╭─ Selected text
Potential mountain tragedy is limited to a broken leg
by: Cliff Newell, Terry Allen Cone suffered a broken leg but gained a new appreciation for his rescuers when he fell Saturday while climbing Mount Hood.

Terry Allen Cone is feeling quite lucky for a man with a broken leg.

The 69-year-old Lake Oswego resident had previously climbed Mount Hood 83 times without a mishap, but an icy slope Saturday sent him on a long slide down the mountain on which he suffered a broken right leg.

However, thanks to his own safety practices and some good luck, Allen was discovered, rescued and taken to a hospital in a relatively brief span of time. By Monday afternoon he was back home with a large cast on his leg.

'From start to finish it took about six hours,' Cone said. 'So many phenomenal things happened. I was incredibly impressed with the Portland Mountain Rescue team. They worked with the precision of a surgical team.'

Cone had just climbed Mount Hood for the 84th time Saturday afternoon and was descending down the mountain when he encountered icy conditions around the 9,000-foot level.

He had reached a section just below Crater Rock, which was steep and particularly rough and uneven.

Making the footing even worse were ice moguls.

'Because of the poor footing and steepness I switched back and forth,' Cone said. 'At the turnaround point on the switchback I lost my footing.'

Cone proceeded to slide an estimated 200 feet over rough terrain. He was on his back, but his head was down, so he tried to spin around so his feet would be down instead. Unfortunately, his right heel caught on an ice mogul.

'Apparently, that impact broke my leg,' Cone said. 'I slid for another 20 or 30 feet. I never lost consciousness.'

Cone was lying on a cake of ice while a 30-knot wind howled, and there were only two-and-a-half hours left of daylight.

However, as an experienced climber, Cone was confident there were other climbers still on the mountain, especially on the conventional south side route. He maneuvered himself toward a place where he could more easily be seen.

'When I saw somebody come over the horizon, I waved,' Cone said. 'He waved back. It was very comforting.'

Cone was even luckier than he thought. His rescuer was Dr. David Lippert of Portland, and he immediately set about making Cone as comfortable and safe as possible.
╰─
Explore the material:
(1) From the Mount Hood accident article, pull out the passage starting at "He had reached" and ending at "left of daylight.".
(2) Answer these from the Mount Hood accident article:
(a) How many times had Cone climbed Mount Hood without a mishap before Saturday?
(b) About how far did Cone slide after losing his footing?
(c) Who was the rescuer who first reached Cone?
(3) Name every geographic place mentioned in the Mount Hood accident article, listing each one once.
╭─ Dataset content
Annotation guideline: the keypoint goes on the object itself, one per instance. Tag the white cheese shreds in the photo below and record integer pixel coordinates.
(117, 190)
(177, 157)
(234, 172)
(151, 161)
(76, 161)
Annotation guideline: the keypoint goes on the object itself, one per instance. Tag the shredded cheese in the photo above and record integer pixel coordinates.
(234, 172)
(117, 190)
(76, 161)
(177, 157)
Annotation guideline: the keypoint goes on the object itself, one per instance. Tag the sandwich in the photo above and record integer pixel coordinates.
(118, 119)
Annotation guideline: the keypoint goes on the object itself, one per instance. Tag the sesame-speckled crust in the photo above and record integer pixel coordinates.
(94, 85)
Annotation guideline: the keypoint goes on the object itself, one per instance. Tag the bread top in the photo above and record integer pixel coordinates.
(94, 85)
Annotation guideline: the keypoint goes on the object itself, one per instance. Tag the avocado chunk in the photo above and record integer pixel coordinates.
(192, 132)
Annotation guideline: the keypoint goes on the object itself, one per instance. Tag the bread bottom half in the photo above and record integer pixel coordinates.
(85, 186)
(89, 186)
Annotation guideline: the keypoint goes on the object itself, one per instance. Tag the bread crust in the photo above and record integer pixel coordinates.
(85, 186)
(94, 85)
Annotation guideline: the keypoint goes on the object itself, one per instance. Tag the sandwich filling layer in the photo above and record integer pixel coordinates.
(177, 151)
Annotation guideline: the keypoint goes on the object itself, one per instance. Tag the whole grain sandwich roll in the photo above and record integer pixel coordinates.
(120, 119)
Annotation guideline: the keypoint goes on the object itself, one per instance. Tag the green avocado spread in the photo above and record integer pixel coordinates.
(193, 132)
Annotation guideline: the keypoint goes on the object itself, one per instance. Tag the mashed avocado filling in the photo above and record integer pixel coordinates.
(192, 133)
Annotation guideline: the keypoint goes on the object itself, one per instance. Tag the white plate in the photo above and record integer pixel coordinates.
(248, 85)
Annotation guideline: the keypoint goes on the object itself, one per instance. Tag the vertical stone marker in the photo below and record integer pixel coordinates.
╰─
Task-by-task answers:
(1)
He had reached a section just below Crater Rock, which was steep and particularly rough and uneven.

Making the footing even worse were ice moguls.

'Because of the poor footing and steepness I switched back and forth,' Cone said. 'At the turnaround point on the switchback I lost my footing.'

Cone proceeded to slide an estimated 200 feet over rough terrain. He was on his back, but his head was down, so he tried to spin around so his feet would be down instead. Unfortunately, his right heel caught on an ice mogul.

'Apparently, that impact broke my leg,' Cone said. 'I slid for another 20 or 30 feet. I never lost consciousness.'

Cone was lying on a cake of ice while a 30-knot wind howled, and there were only two-and-a-half hours left of daylight.

(2)
(a) 83 times
(b) An estimated 200 feet
(c) Dr. David Lippert of Portland

(3) Mount Hood, Lake Oswego, Crater Rock, Portland